WHAT TO WORK ON:
In the listing below, locate the lines that hold "metal" and copy them.

RECORDS SHOWN:

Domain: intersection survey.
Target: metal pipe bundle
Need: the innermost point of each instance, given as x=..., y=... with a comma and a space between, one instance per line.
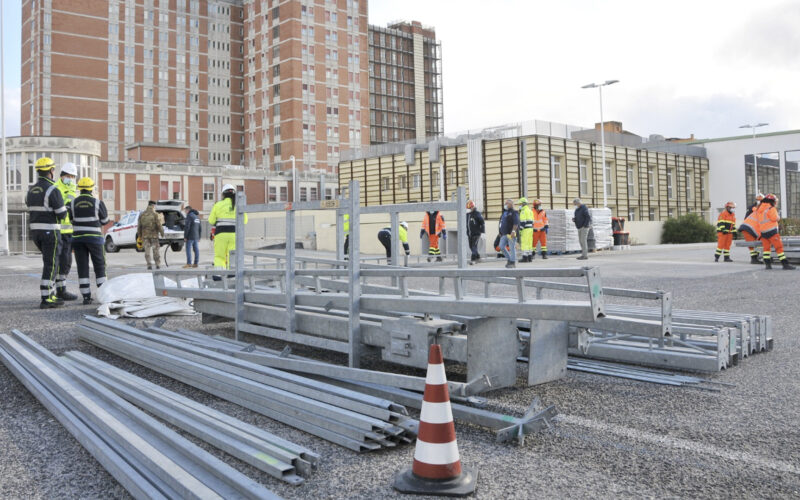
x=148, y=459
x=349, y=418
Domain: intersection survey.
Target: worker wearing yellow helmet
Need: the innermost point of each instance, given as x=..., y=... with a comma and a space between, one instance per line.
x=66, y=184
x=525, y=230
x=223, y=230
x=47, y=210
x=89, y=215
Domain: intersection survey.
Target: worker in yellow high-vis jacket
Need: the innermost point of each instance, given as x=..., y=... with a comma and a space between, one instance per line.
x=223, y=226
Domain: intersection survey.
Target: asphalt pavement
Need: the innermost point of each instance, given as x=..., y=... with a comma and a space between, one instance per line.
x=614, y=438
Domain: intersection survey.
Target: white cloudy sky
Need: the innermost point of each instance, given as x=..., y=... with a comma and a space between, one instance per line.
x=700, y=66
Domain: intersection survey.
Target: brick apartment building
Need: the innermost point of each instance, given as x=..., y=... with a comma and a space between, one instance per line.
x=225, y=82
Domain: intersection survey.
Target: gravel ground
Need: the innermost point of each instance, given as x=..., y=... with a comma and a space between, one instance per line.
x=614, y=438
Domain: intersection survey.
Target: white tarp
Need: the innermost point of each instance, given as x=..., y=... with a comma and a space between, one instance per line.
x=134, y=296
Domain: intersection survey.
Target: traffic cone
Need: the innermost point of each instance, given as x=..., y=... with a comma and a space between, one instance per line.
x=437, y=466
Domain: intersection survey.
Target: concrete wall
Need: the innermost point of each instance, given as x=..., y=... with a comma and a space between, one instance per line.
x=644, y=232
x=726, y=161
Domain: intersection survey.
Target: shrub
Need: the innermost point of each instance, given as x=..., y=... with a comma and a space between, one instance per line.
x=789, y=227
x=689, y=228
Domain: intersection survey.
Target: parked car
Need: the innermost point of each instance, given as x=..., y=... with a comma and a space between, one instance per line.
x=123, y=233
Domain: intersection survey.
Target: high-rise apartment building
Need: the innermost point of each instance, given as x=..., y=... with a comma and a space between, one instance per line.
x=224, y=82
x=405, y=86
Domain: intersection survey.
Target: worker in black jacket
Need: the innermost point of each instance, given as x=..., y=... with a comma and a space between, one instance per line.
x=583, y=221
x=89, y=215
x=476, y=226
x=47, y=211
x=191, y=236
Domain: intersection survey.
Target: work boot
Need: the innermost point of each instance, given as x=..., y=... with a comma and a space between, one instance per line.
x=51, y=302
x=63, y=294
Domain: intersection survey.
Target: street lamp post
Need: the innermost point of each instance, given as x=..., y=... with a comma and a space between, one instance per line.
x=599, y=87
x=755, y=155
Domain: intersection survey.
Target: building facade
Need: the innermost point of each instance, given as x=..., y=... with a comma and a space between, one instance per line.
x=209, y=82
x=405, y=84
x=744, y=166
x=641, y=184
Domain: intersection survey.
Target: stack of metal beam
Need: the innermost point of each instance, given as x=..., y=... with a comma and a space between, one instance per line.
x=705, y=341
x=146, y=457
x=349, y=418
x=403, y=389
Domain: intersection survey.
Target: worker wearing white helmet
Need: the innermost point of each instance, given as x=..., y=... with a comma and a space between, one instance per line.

TASK SOLUTION:
Target: metal pipe bundle
Target: stack of metal beam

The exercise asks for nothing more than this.